begin
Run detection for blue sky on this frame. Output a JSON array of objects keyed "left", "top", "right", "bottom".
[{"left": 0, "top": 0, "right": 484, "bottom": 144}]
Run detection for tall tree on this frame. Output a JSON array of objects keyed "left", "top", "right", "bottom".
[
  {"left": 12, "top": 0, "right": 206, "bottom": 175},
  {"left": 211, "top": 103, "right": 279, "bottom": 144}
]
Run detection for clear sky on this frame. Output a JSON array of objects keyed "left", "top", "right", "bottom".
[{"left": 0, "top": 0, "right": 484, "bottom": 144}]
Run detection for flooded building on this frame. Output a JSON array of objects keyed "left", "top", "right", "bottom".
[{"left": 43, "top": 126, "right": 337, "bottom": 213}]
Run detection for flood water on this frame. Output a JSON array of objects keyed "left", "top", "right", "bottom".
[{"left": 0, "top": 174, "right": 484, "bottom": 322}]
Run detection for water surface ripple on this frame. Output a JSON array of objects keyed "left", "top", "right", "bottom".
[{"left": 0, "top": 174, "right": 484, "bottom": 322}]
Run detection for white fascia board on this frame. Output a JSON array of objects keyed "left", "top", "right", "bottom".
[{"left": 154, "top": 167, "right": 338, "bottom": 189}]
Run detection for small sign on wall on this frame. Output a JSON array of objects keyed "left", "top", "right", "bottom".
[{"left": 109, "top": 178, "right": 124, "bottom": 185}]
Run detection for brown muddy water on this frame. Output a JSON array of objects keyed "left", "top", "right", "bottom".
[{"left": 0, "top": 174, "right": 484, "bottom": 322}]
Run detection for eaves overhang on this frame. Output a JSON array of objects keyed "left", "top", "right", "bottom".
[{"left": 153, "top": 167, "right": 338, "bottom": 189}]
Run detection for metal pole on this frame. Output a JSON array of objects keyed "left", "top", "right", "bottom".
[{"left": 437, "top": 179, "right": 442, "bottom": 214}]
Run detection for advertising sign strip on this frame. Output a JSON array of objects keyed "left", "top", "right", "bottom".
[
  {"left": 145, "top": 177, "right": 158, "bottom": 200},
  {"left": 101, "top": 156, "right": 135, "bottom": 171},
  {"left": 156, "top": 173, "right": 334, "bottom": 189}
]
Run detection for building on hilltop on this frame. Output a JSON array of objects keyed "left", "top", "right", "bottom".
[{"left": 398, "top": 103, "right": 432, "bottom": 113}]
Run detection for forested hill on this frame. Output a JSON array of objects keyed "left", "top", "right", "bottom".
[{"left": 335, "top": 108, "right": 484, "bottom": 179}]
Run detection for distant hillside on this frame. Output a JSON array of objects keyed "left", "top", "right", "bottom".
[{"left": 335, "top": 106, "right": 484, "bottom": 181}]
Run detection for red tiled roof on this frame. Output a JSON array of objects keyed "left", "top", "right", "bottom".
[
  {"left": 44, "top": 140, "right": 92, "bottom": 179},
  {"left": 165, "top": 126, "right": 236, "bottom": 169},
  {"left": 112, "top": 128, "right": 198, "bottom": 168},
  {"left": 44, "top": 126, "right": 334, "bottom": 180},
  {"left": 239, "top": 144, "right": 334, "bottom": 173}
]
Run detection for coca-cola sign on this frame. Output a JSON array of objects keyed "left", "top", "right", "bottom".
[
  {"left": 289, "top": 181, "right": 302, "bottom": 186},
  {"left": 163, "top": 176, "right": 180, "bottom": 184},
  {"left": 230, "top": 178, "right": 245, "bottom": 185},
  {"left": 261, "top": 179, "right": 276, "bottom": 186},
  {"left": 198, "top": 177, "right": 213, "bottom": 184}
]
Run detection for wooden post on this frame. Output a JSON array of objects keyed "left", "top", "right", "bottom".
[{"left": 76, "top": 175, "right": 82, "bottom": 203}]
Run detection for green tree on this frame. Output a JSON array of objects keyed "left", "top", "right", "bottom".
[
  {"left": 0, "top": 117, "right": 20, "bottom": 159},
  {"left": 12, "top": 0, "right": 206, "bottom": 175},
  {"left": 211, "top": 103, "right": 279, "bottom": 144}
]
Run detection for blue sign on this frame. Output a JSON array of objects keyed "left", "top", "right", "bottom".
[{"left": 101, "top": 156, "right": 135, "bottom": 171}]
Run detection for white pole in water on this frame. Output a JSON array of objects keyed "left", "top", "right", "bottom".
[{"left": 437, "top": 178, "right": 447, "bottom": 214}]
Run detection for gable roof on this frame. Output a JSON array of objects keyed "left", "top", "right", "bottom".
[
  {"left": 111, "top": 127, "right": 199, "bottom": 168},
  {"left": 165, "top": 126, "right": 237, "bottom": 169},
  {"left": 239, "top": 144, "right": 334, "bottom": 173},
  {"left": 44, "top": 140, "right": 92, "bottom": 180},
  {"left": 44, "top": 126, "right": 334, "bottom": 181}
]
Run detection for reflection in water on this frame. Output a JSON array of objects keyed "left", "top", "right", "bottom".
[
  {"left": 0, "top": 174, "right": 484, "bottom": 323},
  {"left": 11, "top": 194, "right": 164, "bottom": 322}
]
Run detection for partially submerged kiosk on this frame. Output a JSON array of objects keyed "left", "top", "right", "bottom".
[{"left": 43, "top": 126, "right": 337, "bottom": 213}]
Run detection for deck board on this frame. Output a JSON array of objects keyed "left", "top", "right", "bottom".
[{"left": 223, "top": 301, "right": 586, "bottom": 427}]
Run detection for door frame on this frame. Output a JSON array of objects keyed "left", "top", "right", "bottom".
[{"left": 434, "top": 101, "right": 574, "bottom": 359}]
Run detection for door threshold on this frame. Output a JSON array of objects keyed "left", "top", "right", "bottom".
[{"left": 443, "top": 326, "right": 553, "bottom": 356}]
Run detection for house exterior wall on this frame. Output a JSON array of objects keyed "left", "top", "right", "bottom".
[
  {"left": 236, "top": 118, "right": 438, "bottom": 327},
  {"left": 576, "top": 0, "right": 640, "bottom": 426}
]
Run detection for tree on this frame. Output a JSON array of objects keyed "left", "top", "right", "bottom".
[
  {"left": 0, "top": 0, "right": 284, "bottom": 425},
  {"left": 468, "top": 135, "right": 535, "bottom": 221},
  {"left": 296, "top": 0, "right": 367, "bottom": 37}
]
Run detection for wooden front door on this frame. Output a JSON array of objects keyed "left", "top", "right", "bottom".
end
**WHAT YOU ARE ASKED TO DO:**
Reproduce all of the data above line for line, with no changes.

**RESPONSE:**
Run detection for blue sky on this frame. Output a JSON array of objects keyed "left", "top", "right", "bottom".
[{"left": 0, "top": 0, "right": 484, "bottom": 144}]
Run detection for tall tree on this frame. Output a JSON array of objects keyed "left", "top", "right", "bottom".
[
  {"left": 12, "top": 0, "right": 206, "bottom": 175},
  {"left": 211, "top": 103, "right": 279, "bottom": 144}
]
Run detection for clear sky on this frame. Output a JSON array of objects keyed "left", "top", "right", "bottom".
[{"left": 0, "top": 0, "right": 484, "bottom": 144}]
Run detection for flooded building on this frame. Output a JSON array of objects keyed "left", "top", "right", "bottom".
[{"left": 43, "top": 126, "right": 337, "bottom": 213}]
Run detection for flood water on this frame. Output a JSON array of objects keyed "left", "top", "right", "bottom".
[{"left": 0, "top": 174, "right": 484, "bottom": 322}]
Run detection for water surface ripple on this frame. Output a JSON array of objects keyed "left", "top", "right", "bottom".
[{"left": 0, "top": 174, "right": 484, "bottom": 322}]
Run detection for white fascia board on this frame. Output a JSON array of objects keyed "left", "top", "right", "bottom".
[{"left": 154, "top": 167, "right": 338, "bottom": 189}]
Run detection for small sign on wall on this frame. Output a JSON array of objects keyed "left", "top", "right", "bottom".
[{"left": 109, "top": 178, "right": 124, "bottom": 185}]
Run detection for brown muddy water on this frame. Output a JSON array of objects keyed "left", "top", "right", "bottom".
[{"left": 0, "top": 174, "right": 484, "bottom": 322}]
Run detection for eaves overhang on this frame. Output a JSON array of objects keyed "left", "top", "right", "bottom".
[{"left": 153, "top": 167, "right": 338, "bottom": 189}]
Run detection for metal pole on this frame. Output a JSON array of objects keyed "left", "top", "right", "bottom".
[{"left": 437, "top": 179, "right": 442, "bottom": 214}]
Run detection for advertising sign strip on this frame. Output a JSON array of objects keyed "left", "top", "right", "bottom".
[
  {"left": 145, "top": 177, "right": 158, "bottom": 200},
  {"left": 101, "top": 156, "right": 135, "bottom": 171},
  {"left": 156, "top": 173, "right": 334, "bottom": 189}
]
Run detection for building on hilltop on this frame. Output a JSON array of objects keyed "left", "top", "right", "bottom".
[{"left": 398, "top": 103, "right": 432, "bottom": 113}]
Run detection for forested hill on this frame. Output a JSON array of objects keyed "left", "top", "right", "bottom".
[{"left": 335, "top": 108, "right": 484, "bottom": 179}]
Run detection for distant hillside on this frame. Output a JSON array of objects keyed "left", "top", "right", "bottom".
[{"left": 335, "top": 106, "right": 484, "bottom": 181}]
Run detection for red tiled roof on this frame. Output a JSON array of objects keyed "left", "top", "right", "bottom".
[
  {"left": 44, "top": 140, "right": 92, "bottom": 179},
  {"left": 165, "top": 126, "right": 236, "bottom": 169},
  {"left": 112, "top": 128, "right": 198, "bottom": 168},
  {"left": 44, "top": 126, "right": 334, "bottom": 180},
  {"left": 239, "top": 144, "right": 334, "bottom": 173}
]
Run detection for coca-cola sign on this frame. Output a JSON array of objects keyed "left", "top", "right", "bottom".
[
  {"left": 289, "top": 181, "right": 302, "bottom": 186},
  {"left": 163, "top": 176, "right": 180, "bottom": 184},
  {"left": 230, "top": 178, "right": 245, "bottom": 185},
  {"left": 261, "top": 179, "right": 276, "bottom": 186},
  {"left": 198, "top": 177, "right": 213, "bottom": 184}
]
Run detection for wooden post on this frame. Output a JSON array of objects keyed "left", "top", "right", "bottom".
[{"left": 76, "top": 175, "right": 82, "bottom": 203}]
Run detection for green tree on this frame. Output a JSON array of objects keyed "left", "top", "right", "bottom".
[
  {"left": 0, "top": 117, "right": 20, "bottom": 159},
  {"left": 12, "top": 0, "right": 206, "bottom": 175},
  {"left": 211, "top": 103, "right": 279, "bottom": 144}
]
Run detection for blue sign on this frame. Output a JSON array of objects keyed "left", "top", "right", "bottom".
[{"left": 101, "top": 156, "right": 135, "bottom": 171}]
Run detection for white pole in water on this frame. Output a JSON array of objects keyed "left", "top", "right", "bottom".
[{"left": 437, "top": 178, "right": 447, "bottom": 214}]
Run detection for gable roof on this frame. Output a JSON array of objects keyed "left", "top", "right", "bottom".
[
  {"left": 111, "top": 127, "right": 199, "bottom": 168},
  {"left": 165, "top": 126, "right": 237, "bottom": 169},
  {"left": 239, "top": 144, "right": 334, "bottom": 173},
  {"left": 44, "top": 140, "right": 92, "bottom": 180},
  {"left": 44, "top": 126, "right": 334, "bottom": 181}
]
Run detection for reflection in water on this frame. Output a JSON array of objects keyed "left", "top", "right", "bottom".
[
  {"left": 0, "top": 174, "right": 484, "bottom": 323},
  {"left": 11, "top": 194, "right": 164, "bottom": 322}
]
Run detection for partially submerged kiosk on this frame. Output a JSON array of objects keyed "left", "top", "right", "bottom".
[{"left": 43, "top": 126, "right": 337, "bottom": 213}]
Run detection for deck board on this frame. Output a JSON array of objects keyed "left", "top", "right", "bottom".
[{"left": 223, "top": 301, "right": 586, "bottom": 427}]
Run detection for door frame on this frame. Output a JSON array of objects keyed "left", "top", "right", "bottom".
[{"left": 434, "top": 101, "right": 574, "bottom": 359}]
Run detection for door threshold on this frame. Output a JSON array of objects keyed "left", "top", "right", "bottom".
[{"left": 443, "top": 326, "right": 553, "bottom": 356}]
Run detection for house exterior wall on this frame. Output a JSON array of objects keyed "left", "top", "right", "bottom".
[
  {"left": 236, "top": 118, "right": 438, "bottom": 327},
  {"left": 576, "top": 0, "right": 640, "bottom": 426}
]
Run detection for tree on this frame. Output a JSON array of objects keyed "left", "top", "right", "bottom".
[
  {"left": 0, "top": 0, "right": 284, "bottom": 425},
  {"left": 468, "top": 135, "right": 535, "bottom": 221},
  {"left": 296, "top": 0, "right": 367, "bottom": 37}
]
Run detection for wooden front door on this frame. Output a JSON array of objects keyed "left", "top", "right", "bottom".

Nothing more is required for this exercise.